> **Job**
Reproduce the listing below word for word, leaving out the pictures.
^^^^^^^^
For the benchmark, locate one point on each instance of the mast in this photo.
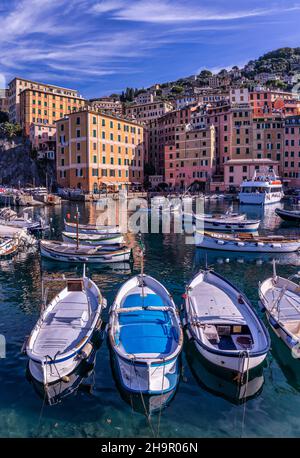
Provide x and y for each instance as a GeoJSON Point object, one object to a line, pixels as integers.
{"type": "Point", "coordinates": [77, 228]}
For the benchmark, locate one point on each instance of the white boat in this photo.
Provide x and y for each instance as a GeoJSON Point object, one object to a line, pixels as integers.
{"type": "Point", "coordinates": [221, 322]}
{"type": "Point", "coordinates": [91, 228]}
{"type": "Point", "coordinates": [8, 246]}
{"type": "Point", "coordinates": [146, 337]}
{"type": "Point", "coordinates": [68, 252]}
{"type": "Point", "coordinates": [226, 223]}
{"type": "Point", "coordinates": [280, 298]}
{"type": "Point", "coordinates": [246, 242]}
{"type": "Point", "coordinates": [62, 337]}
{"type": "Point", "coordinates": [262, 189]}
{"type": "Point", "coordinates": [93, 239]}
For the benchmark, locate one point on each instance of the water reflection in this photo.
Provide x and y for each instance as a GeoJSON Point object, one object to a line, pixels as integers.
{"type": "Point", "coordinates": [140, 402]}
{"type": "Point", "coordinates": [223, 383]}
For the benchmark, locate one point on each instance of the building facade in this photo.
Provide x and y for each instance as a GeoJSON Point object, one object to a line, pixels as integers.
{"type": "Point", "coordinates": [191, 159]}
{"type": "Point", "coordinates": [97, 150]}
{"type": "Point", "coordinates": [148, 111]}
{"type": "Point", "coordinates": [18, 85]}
^^^^^^^^
> **Problem solution**
For the benchmark, locate one point on each instance of the mast in this photo.
Provide x and y for each instance as a GeoJSON Point object, one object to a line, pixels as integers.
{"type": "Point", "coordinates": [77, 228]}
For the benchmark, locate one point on each instance of the white boat in this photo.
Provide x and y for each instance as a GeoJSON Point object, one object to a line, pixels as integers.
{"type": "Point", "coordinates": [221, 322]}
{"type": "Point", "coordinates": [91, 228]}
{"type": "Point", "coordinates": [8, 246]}
{"type": "Point", "coordinates": [146, 337]}
{"type": "Point", "coordinates": [68, 252]}
{"type": "Point", "coordinates": [226, 223]}
{"type": "Point", "coordinates": [280, 298]}
{"type": "Point", "coordinates": [246, 242]}
{"type": "Point", "coordinates": [62, 337]}
{"type": "Point", "coordinates": [262, 189]}
{"type": "Point", "coordinates": [93, 239]}
For the benchmark, locate one point on each instance of the water reflection in this photo.
Provide x and y for each instance as a GeoJSON Point object, one object to a line, pixels as integers.
{"type": "Point", "coordinates": [140, 402]}
{"type": "Point", "coordinates": [223, 383]}
For the benchmark, locate one point on each instance of the building facade in this photo.
Provide x and y for each instance as a GeoJSON Point object, one object to a line, pixels as integers.
{"type": "Point", "coordinates": [191, 159]}
{"type": "Point", "coordinates": [97, 150]}
{"type": "Point", "coordinates": [148, 111]}
{"type": "Point", "coordinates": [18, 85]}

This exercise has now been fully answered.